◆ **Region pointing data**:
=====

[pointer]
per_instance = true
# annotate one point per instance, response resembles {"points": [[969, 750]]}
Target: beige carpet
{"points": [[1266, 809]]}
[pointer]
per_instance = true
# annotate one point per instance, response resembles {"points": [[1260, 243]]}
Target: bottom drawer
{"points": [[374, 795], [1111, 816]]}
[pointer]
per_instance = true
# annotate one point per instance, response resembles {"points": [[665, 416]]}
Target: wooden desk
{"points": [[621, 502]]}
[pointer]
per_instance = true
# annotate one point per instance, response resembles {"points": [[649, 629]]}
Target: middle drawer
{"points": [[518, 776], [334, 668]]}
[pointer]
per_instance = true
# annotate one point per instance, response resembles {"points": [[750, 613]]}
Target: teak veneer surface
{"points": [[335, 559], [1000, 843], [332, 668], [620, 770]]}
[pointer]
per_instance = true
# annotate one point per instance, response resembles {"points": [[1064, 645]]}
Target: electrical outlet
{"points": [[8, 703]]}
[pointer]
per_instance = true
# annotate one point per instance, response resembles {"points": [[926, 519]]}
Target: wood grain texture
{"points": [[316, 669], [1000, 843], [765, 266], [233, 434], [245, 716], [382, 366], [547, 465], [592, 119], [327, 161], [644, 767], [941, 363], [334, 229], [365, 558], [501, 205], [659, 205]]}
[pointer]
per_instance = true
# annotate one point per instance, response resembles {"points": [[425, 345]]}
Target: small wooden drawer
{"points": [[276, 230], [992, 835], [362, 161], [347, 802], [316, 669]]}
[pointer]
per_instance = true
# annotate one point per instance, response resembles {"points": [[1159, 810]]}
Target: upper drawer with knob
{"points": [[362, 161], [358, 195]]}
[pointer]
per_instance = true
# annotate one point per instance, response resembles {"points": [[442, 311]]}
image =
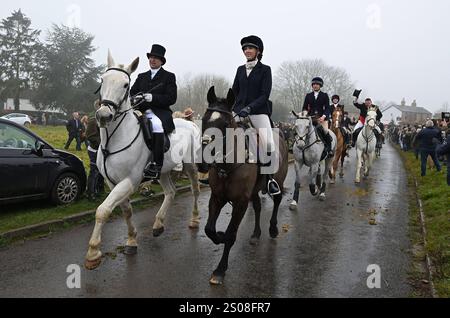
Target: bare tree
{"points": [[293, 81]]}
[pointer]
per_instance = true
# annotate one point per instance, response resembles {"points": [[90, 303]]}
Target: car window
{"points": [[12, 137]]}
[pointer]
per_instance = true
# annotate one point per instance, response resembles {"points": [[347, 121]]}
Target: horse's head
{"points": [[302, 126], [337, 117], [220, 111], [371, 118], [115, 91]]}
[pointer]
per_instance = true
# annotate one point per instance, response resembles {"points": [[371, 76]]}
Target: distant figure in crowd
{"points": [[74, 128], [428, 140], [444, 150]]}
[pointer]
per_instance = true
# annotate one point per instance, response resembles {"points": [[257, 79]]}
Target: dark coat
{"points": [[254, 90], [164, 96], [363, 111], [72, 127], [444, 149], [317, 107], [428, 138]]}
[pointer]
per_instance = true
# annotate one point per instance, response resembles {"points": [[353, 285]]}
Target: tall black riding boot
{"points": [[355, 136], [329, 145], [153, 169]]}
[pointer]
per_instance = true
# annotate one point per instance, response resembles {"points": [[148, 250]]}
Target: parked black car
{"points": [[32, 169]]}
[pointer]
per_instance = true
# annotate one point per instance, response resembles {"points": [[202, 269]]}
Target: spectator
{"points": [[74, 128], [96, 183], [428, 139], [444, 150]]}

=====

◆ **Activity**: Print precisely the lines from the one with "Target: horse's head" through the end of the data above, adding nothing.

◆ **Exercise solution**:
Target: horse's head
{"points": [[302, 126], [337, 117], [220, 111], [371, 118], [115, 91]]}
[pointer]
per_instance = true
# annotate one point per instance, response resembles {"points": [[371, 76]]}
Target: distant figure in crowd
{"points": [[74, 128], [428, 140], [444, 150]]}
[pointer]
per_instance = true
# annotate one point per instance, response resembles {"points": [[257, 79]]}
Target: dark coat
{"points": [[254, 90], [164, 96], [363, 111], [72, 127], [444, 149], [317, 107], [428, 138]]}
[pointer]
per_instance = true
# annotate one point per instance, response resembles {"points": [[353, 285]]}
Target: tall black riding boot
{"points": [[355, 136], [329, 145], [153, 169]]}
[pointer]
per_instance = true
# annotate one point per instance, response resembles {"points": [[148, 250]]}
Target: parked black car
{"points": [[32, 169]]}
[pointer]
per_instance = true
# annotate one point per instance, response resembles {"points": [[202, 269]]}
Target: spectator
{"points": [[74, 128], [96, 183], [428, 139], [444, 150]]}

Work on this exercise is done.